> [提示本文]:
● ● ● ●

彼とのカンケイ、満足してる? アラサー女子「セックス」の悩みを産婦人科医に相談してみた
彼のことは大好きだけど、セックスに満足できない……そんな悩みを抱えた人もいるのではないでしょうか? 性交痛や感染症などお互いの体に関する不安や、「ちゃんと彼は気持ちいいのかな?」という精神的な不安など、二人の関係を良好に保つための悩みは尽きません。
そんな「セックス」についてのモヤモヤを抱えるアラサー女子のリアルな悩みを、産婦人科医の坂本愛子先生にぶつけてみました。
■<悩めるメンタル編>彼とのセックスを楽しむためには?
――相手が気持ちいいのか気になって行為に集中できません。うまくリラックスするにはどうしたら良いですか?
お互いが本音を話し合える対等な関係になっていますか? 相手がどう思っているのか、自分もどう思っているのか、話し合えると良いですね。
挿入行為だけがセックスではありません。オルガニズムに達するのは、二人同時でなくても、相手との交互でも構わないのではないでしょうか。本音を言える関係になって、お互いがストレスを感じずにMake Loveを楽しんでほしいと思います。
――まったく性欲が湧かずに、彼を困らせてしまうことが多々あります。性欲を掻き立てる方法があれば教えてほしいです。
性欲が湧かないという状況を彼に相談してどうしたらいいかの代替案を二人で考えられたら理想的ですね。
今は、女性向けのセルフプレジャー用品なども売っています。二人の満足は二人でしか答えは出せないもの。うまくフェムテック用品などを利用してみるのはどうでしょうか。
――彼氏が早漏です。それは仕方ないのですが、私が不完全燃焼な部分があり、心の置きどころを見出せず困っています。相手のことは好きなので関係を終わらせる気はないのですが、どのように気持ちを切り替えたら良いでしょうか?
彼氏が早漏、とのことですが、医学的には、挿入から1分以内に射精する場合を『早漏』と定義しています。自分たちで改善をはかれるメンズトレーニングカップというのがTENGAヘルスケアから発売されていますので、彼のトレーニングに一緒につき合ってあげるのはどうでしょうか。
そして、あなた自身が不完全燃焼していることを彼に伝えて、乗り越える方法を二人で見出してほしいと願います。
■<つらい痛み編>性交痛はどう対処する?
――何年も性交痛に悩まされています。以前、ウォシュレットを使っている人は濡れにくいという意見を聞いたことがあるのですが、本当なのでしょうか?
性交痛は、腟入口部の痛みなのか、濡れ不足なのか、腹腔への刺激痛なのか、などによって対策が変わります。
腟入口部の痛みは挿入行為自体の不安感が主となっていることが多く、濡れ不足は閉経後や興奮不足などで起こりやすいです。腟の奥やお腹の方に響く痛みは、子宮内膜症などの病気が危惧されます。いずれにしろ、程度がひどければ受診をおすすめします。
ウォシュレットは外陰部を洗浄するものですので、濡れやすさと関連してるとは考えにくいです。ビデのような腟内を洗浄するものは、やりすぎると常在菌のバランスを崩しますので乾燥感につながると思います。
――セックスの時、膣の入り口付近は濡れているのですが、挿入をすると中があまり濡れておらず痛みを感じることがあります。なぜそのようなことが起こるのでしょうか?

● ● ● ●

> [作業内容]:
1. 次の記述(a)〜(c)が性の悩み相談の本文と一致するかを判定し、それぞれ「はい」または「いいえ」で答え、根拠となる本文の語句を正確に引用せよ。(a) 医学的には、挿入から1分以内に射精する場合を早漏と定義している。(b) ウォシュレットの使用は濡れにくさの原因になるとされている。(c) 腟の奥やお腹の方に響く痛みについては、子宮内膜症などの病気が懸念されている。
2. 性の悩み相談の本文のうち、"そして、あなた自身が不完全燃"から"なことが起こるのでしょうか?"までを一字一句変えずに再掲せよ。
3. 性の悩み相談の本文を、最後の文の直後から書き継げ。
レコードは本作業では使用しない。

● ● ● ●

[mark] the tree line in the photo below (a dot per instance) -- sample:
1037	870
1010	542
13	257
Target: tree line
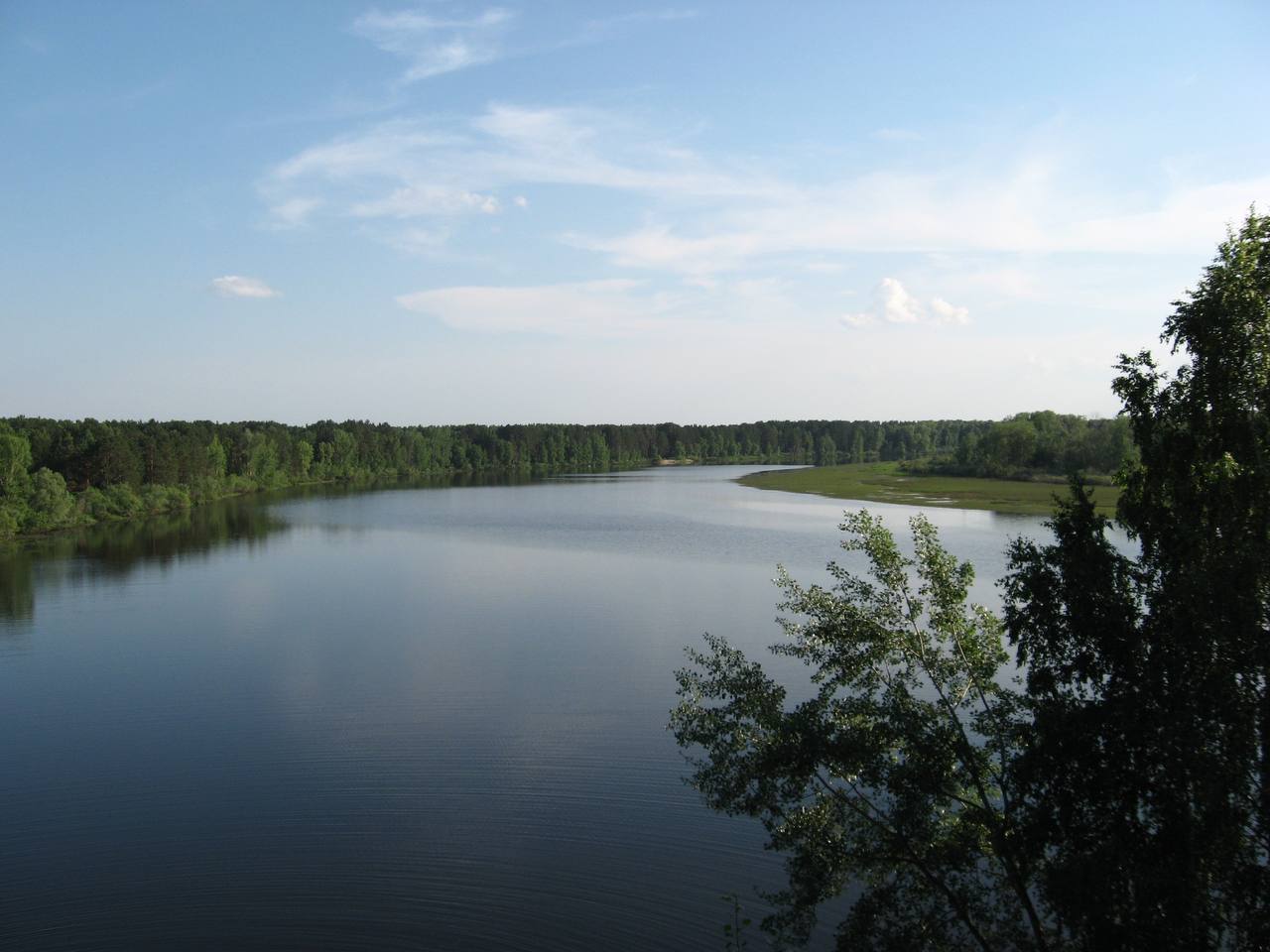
1102	785
55	474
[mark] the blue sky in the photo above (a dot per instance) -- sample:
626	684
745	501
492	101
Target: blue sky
607	212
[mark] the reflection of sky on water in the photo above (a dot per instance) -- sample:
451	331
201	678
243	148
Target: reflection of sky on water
365	712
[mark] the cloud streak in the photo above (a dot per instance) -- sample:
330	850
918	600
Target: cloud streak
435	46
238	286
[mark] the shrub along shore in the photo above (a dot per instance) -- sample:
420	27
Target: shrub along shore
896	483
63	474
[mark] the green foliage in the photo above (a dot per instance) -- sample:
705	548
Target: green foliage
1150	769
14	462
894	774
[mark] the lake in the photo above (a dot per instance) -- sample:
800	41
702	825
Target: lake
427	719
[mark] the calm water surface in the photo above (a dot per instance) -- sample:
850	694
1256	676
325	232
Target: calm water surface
412	719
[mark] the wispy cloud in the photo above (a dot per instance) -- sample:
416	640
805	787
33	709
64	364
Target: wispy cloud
238	286
896	135
894	304
712	214
585	308
434	46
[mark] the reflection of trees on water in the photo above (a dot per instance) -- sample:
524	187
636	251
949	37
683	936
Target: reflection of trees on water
113	549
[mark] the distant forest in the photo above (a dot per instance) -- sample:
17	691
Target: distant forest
55	474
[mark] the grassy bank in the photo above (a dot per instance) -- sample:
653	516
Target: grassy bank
884	483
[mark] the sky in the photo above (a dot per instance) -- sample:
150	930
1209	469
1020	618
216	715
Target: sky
601	212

● ● ● ●

> [解答]:
1.
(a) はい:「医学的には、挿入から1分以内に射精する場合を『早漏』と定義しています。」
(b) いいえ:「ウォシュレットは外陰部を洗浄するものですので、濡れやすさと関連してるとは考えにくいです。」
(c) はい:「腟の奥やお腹の方に響く痛みは、子宮内膜症などの病気が危惧されます。」

2.
そして、あなた自身が不完全燃焼していることを彼に伝えて、乗り越える方法を二人で見出してほしいと願います。
■<つらい痛み編>性交痛はどう対処する?
――何年も性交痛に悩まされています。以前、ウォシュレットを使っている人は濡れにくいという意見を聞いたことがあるのですが、本当なのでしょうか?
性交痛は、腟入口部の痛みなのか、濡れ不足なのか、腹腔への刺激痛なのか、などによって対策が変わります。
腟入口部の痛みは挿入行為自体の不安感が主となっていることが多く、濡れ不足は閉経後や興奮不足などで起こりやすいです。腟の奥やお腹の方に響く痛みは、子宮内膜症などの病気が危惧されます。いずれにしろ、程度がひどければ受診をおすすめします。
ウォシュレットは外陰部を洗浄するものですので、濡れやすさと関連してるとは考えにくいです。ビデのような腟内を洗浄するものは、やりすぎると常在菌のバランスを崩しますので乾燥感につながると思います。
――セックスの時、膣の入り口付近は濡れているのですが、挿入をすると中があまり濡れておらず痛みを感じることがあります。なぜそのようなことが起こるのでしょうか?

3.
腟入口部と腟内の湿潤が違うというのは聞いたことがありませんが、性交痛があるためにそのように感じるのではないかと予想されます。
診療では、乾燥感による性交痛にはゼリーを紹介することが多いです。最近は、ゼリーたっぷりのコンドームも販売されています。そのようなグッズを使ってみるのはどうでしょうか? 痛いのを我慢していると二人とも満足できないので、二人で色々と楽しんで試してみると良いかと思います。
――セックス直後や翌日に、子宮のあたりが痛くなることがあります。時間が経てば治るのですが、病気の心配などはあるのでしょうか?
セックスをきっかけに起こる腹痛はあり得ます。代表的なものは卵巣出血といって、排卵後のタイミングで卵巣からの出血が多くなり、腹腔内出血を起こすものです。
他にも、子宮内膜症やクラミジア感染なども下腹痛の原因になり得ます。痛みがひどかったり、頻回だったりするのであれば、一度受診することをおすすめします。
■<こわい感染症編>セックスには病気のリスクがあるの?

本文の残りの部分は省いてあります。